### PROBLEM:
Reproduce the entries in full, with no changes.

### Natural-language object grounding data:
===

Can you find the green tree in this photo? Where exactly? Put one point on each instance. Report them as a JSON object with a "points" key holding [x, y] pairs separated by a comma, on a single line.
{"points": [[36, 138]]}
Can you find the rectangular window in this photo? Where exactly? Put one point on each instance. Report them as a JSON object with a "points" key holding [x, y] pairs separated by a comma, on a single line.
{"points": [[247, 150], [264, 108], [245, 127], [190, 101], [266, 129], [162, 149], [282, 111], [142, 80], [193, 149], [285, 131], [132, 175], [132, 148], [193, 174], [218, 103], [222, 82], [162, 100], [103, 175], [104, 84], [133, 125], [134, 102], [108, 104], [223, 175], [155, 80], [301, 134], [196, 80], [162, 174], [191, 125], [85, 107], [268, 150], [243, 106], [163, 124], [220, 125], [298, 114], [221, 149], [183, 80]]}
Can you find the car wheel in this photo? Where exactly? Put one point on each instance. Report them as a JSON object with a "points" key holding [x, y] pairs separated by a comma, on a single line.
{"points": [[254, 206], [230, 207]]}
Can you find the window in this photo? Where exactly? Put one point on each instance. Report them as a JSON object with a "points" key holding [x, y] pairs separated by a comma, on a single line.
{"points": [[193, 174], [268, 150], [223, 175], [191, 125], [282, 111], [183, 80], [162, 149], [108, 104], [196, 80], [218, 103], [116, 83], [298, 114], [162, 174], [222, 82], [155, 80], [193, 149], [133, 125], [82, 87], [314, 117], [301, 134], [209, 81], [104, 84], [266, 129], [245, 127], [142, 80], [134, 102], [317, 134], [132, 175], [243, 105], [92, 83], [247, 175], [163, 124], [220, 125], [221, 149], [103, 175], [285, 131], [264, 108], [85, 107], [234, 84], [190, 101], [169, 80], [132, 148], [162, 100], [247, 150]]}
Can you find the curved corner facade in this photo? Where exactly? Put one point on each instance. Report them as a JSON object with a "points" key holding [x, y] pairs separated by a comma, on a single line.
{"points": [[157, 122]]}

===

### RESULT OF THE EXERCISE:
Can you find the green tree in this photo? Where exactly? Put one point on each instance. Report them as a JSON object with a "points" key holding [x, y] pairs separated by a comma, on a single line.
{"points": [[36, 138]]}
Can you find the rectangular window in this photo? Where exactly? Put one point on each instance. Report them as a JSON object with a "points" key holding [x, y] pairs separated by a comma, on a single line.
{"points": [[247, 150], [264, 108], [245, 127], [190, 101], [266, 129], [162, 149], [282, 111], [142, 80], [193, 149], [285, 131], [132, 175], [132, 148], [193, 174], [218, 103], [222, 82], [162, 100], [103, 175], [104, 84], [133, 125], [134, 102], [108, 104], [223, 175], [155, 80], [301, 134], [196, 80], [162, 174], [191, 125], [85, 107], [268, 150], [243, 106], [163, 124], [220, 125], [298, 114], [221, 149], [183, 80]]}
Can you find the car wheel in this photo? Where exactly? Put one point on each instance. Report them as a JSON object with a "points" key holding [x, y] pairs separated by a comma, on a single line.
{"points": [[254, 206], [230, 207]]}
Can you find the window in this photo? Where exactly? Put one point on each instance. Report them as a JSON object with a "points" key holding [x, y] pairs separated by a comma, on a single line.
{"points": [[193, 174], [268, 150], [223, 175], [191, 125], [282, 111], [183, 80], [162, 149], [108, 104], [196, 80], [218, 103], [116, 83], [298, 114], [162, 174], [222, 82], [155, 80], [193, 149], [133, 125], [82, 87], [314, 117], [301, 134], [209, 81], [104, 84], [266, 129], [245, 127], [142, 80], [134, 102], [317, 134], [132, 175], [243, 105], [92, 83], [247, 175], [163, 124], [220, 125], [221, 149], [103, 175], [285, 131], [264, 108], [85, 107], [234, 84], [190, 101], [169, 80], [132, 148], [162, 100], [247, 150]]}
Can you find the curved corner facade in this photo? Where exactly? Put one point on each instance. Report them as a JSON object with a "points" key holding [x, y] pairs separated by a comma, on a single line.
{"points": [[157, 122]]}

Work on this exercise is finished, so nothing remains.